Write out the data that follows exactly, keeping every picture out.

Study material START

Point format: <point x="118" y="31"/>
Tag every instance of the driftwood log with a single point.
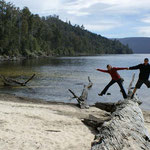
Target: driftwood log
<point x="125" y="130"/>
<point x="82" y="100"/>
<point x="13" y="82"/>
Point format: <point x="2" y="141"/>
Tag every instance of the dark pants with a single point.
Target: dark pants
<point x="120" y="85"/>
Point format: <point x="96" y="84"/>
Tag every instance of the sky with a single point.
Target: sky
<point x="109" y="18"/>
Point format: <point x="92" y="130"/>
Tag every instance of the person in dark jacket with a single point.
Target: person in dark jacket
<point x="115" y="79"/>
<point x="143" y="75"/>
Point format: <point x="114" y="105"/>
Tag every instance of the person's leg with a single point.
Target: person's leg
<point x="122" y="88"/>
<point x="147" y="83"/>
<point x="137" y="86"/>
<point x="107" y="87"/>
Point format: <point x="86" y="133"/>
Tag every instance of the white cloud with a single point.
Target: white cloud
<point x="144" y="31"/>
<point x="146" y="19"/>
<point x="111" y="13"/>
<point x="102" y="26"/>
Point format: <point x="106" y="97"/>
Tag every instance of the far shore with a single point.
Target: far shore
<point x="31" y="124"/>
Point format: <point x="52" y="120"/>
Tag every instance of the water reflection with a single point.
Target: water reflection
<point x="54" y="76"/>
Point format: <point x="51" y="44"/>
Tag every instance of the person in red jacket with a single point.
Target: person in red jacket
<point x="115" y="79"/>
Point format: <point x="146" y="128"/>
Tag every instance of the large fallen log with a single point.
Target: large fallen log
<point x="13" y="82"/>
<point x="82" y="100"/>
<point x="125" y="130"/>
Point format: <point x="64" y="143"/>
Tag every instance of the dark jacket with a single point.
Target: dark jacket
<point x="144" y="71"/>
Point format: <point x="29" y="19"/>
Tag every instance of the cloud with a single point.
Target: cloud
<point x="101" y="16"/>
<point x="144" y="31"/>
<point x="146" y="19"/>
<point x="102" y="26"/>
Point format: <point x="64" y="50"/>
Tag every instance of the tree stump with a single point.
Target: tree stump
<point x="125" y="130"/>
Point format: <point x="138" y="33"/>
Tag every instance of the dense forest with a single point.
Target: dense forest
<point x="25" y="34"/>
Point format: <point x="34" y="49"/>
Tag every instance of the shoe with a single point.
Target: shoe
<point x="132" y="96"/>
<point x="100" y="94"/>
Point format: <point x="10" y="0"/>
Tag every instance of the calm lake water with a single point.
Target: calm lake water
<point x="54" y="76"/>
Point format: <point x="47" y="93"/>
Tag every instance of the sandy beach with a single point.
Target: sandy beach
<point x="27" y="124"/>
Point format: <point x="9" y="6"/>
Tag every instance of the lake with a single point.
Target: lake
<point x="54" y="76"/>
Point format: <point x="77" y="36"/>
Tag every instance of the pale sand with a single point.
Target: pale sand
<point x="25" y="125"/>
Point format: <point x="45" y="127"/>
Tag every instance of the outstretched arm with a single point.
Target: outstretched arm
<point x="118" y="68"/>
<point x="106" y="71"/>
<point x="135" y="67"/>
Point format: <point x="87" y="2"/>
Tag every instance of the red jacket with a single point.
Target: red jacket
<point x="113" y="72"/>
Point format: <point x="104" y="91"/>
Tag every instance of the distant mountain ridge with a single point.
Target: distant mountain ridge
<point x="137" y="44"/>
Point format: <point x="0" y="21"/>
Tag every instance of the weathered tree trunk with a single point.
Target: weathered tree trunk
<point x="125" y="130"/>
<point x="82" y="100"/>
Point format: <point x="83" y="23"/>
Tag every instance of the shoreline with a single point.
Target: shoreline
<point x="35" y="124"/>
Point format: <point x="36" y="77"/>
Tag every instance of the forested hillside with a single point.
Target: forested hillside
<point x="25" y="34"/>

Study material END

▶ **Response area**
Point format: <point x="118" y="31"/>
Tag every instance of the driftwood log with a single point.
Target: driftwood log
<point x="125" y="130"/>
<point x="82" y="100"/>
<point x="13" y="82"/>
Point format: <point x="2" y="141"/>
Tag every instance of the dark pants with a single point.
Target: dark pants
<point x="120" y="85"/>
Point format: <point x="96" y="84"/>
Tag every instance of the sky with a single point.
Target: sky
<point x="109" y="18"/>
Point format: <point x="92" y="130"/>
Tag every instance of the person in dark jacket with a single point.
Target: person in dark jacket
<point x="115" y="79"/>
<point x="143" y="75"/>
Point format: <point x="114" y="105"/>
Tag every instance of the person's leg with a single point.
Target: person's leg
<point x="122" y="88"/>
<point x="147" y="83"/>
<point x="137" y="86"/>
<point x="107" y="87"/>
Point format: <point x="86" y="133"/>
Tag every instance of the white cloud with a single point.
Target: white cloud
<point x="144" y="31"/>
<point x="146" y="19"/>
<point x="111" y="13"/>
<point x="102" y="26"/>
Point format: <point x="106" y="97"/>
Tag every instance of the far shore with a single point.
Target: far shore
<point x="31" y="124"/>
Point format: <point x="52" y="120"/>
Tag every instance of the water reflection with a single point.
Target: water reflection
<point x="54" y="76"/>
Point format: <point x="51" y="44"/>
Tag every instance of the person in red jacket with a single point.
Target: person in red jacket
<point x="115" y="79"/>
Point format: <point x="146" y="128"/>
Tag every instance of the large fallen log with a single point.
Target: large fallen log
<point x="13" y="82"/>
<point x="82" y="100"/>
<point x="125" y="130"/>
Point format: <point x="64" y="143"/>
Tag every instance of the dark jacket with a single point.
Target: dark jacket
<point x="144" y="71"/>
Point format: <point x="29" y="19"/>
Tag every instance of the cloud with a single point.
Target: cloud
<point x="101" y="16"/>
<point x="144" y="31"/>
<point x="146" y="19"/>
<point x="102" y="26"/>
Point format: <point x="64" y="50"/>
Tag every instance of the tree stump with a single point.
Target: tree stump
<point x="125" y="130"/>
Point format: <point x="138" y="33"/>
Tag every instance of the dense forest with a single point.
Target: dense forest
<point x="25" y="34"/>
Point format: <point x="34" y="49"/>
Tag every instance of the shoe with a single point.
Target: shoe
<point x="132" y="96"/>
<point x="100" y="94"/>
Point format: <point x="10" y="0"/>
Tag every instance of the calm lake water with a single point.
Target: calm lake water
<point x="54" y="76"/>
Point format: <point x="47" y="93"/>
Tag every instance of the sandy beach with a single point.
Target: sandy beach
<point x="27" y="124"/>
Point format: <point x="9" y="6"/>
Tag every instance of the lake with a single point.
Target: lake
<point x="54" y="76"/>
Point format: <point x="77" y="36"/>
Tag every instance of the pale sand with a single point.
Target: pale sand
<point x="25" y="125"/>
Point format: <point x="45" y="127"/>
Tag every instance of the outstretched arm with a single point.
Target: outstretched arm
<point x="118" y="68"/>
<point x="106" y="71"/>
<point x="135" y="67"/>
Point format: <point x="87" y="2"/>
Tag every instance of the red jacket with a single point.
Target: red jacket
<point x="113" y="72"/>
Point format: <point x="104" y="91"/>
Tag every instance of the distant mountain ridge with a single point.
Target: distant mountain ridge
<point x="137" y="44"/>
Point format: <point x="0" y="21"/>
Tag every instance of the weathered tree trunk with a single point.
Target: weathered tree trunk
<point x="125" y="130"/>
<point x="82" y="100"/>
Point format: <point x="83" y="23"/>
Tag every instance of the shoreline with a single point.
Target: shoreline
<point x="35" y="124"/>
Point format: <point x="36" y="77"/>
Tag every instance of the forested hillside with a single point.
Target: forested hillside
<point x="25" y="34"/>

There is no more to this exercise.